Requirement - Every line of the records below that holds the word "woman" belongs in the answer.

[Spatial localization data]
::::::

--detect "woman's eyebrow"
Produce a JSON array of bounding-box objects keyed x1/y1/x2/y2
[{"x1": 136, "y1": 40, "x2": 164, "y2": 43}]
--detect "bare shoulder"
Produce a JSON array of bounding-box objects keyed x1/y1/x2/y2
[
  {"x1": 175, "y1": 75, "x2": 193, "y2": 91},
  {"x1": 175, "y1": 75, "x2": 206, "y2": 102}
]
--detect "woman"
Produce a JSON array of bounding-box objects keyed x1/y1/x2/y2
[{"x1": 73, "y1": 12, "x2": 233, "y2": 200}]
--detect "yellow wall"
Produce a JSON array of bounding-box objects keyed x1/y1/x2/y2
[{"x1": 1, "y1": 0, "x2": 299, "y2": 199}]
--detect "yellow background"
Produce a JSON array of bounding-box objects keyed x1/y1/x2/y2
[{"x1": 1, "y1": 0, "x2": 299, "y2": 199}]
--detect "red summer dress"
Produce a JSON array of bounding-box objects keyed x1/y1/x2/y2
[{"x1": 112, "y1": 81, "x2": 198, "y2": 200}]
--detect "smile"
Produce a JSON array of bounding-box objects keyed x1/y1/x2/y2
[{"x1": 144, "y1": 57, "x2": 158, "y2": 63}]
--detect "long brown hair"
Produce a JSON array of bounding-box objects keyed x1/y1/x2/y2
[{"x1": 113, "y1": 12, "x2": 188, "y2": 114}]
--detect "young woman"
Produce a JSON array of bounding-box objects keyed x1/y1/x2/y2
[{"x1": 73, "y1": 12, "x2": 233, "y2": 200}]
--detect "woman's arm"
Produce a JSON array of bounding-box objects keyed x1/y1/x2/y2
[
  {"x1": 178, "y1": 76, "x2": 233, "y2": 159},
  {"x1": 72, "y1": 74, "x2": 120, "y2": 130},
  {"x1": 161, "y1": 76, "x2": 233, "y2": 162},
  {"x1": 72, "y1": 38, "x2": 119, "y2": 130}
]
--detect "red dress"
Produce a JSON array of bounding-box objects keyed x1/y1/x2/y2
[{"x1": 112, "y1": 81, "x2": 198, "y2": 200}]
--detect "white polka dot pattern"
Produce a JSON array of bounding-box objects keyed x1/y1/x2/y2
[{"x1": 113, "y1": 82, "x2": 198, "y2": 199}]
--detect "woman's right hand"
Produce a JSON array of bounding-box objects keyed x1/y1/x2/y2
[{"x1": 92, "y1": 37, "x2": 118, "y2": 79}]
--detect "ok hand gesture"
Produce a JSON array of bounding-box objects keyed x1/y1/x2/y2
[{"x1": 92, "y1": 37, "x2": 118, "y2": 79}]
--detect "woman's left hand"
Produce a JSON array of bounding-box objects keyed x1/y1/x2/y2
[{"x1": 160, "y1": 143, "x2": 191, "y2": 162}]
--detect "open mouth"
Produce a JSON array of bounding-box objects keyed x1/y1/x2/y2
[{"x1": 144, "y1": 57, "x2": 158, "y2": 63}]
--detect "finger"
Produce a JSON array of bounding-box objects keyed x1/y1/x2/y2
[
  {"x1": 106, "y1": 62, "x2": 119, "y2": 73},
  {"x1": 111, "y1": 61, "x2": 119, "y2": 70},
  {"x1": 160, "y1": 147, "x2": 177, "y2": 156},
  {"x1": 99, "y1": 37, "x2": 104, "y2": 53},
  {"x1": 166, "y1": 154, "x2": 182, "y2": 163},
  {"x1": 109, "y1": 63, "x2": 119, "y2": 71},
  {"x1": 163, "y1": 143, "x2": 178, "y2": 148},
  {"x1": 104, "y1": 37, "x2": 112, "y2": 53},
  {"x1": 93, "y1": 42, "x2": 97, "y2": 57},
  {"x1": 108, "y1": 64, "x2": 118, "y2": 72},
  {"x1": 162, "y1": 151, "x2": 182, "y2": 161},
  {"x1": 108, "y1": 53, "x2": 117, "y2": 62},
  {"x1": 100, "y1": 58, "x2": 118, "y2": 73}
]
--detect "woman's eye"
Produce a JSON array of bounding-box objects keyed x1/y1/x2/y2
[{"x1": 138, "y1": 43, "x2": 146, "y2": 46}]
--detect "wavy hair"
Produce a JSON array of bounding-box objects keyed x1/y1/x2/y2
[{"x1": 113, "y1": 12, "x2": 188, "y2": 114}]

::::::

Finished exercise -
--detect "woman's eyebrow"
--detect "woman"
--detect "young woman"
--detect "woman's arm"
--detect "woman's right hand"
--detect "woman's left hand"
--detect "woman's eye"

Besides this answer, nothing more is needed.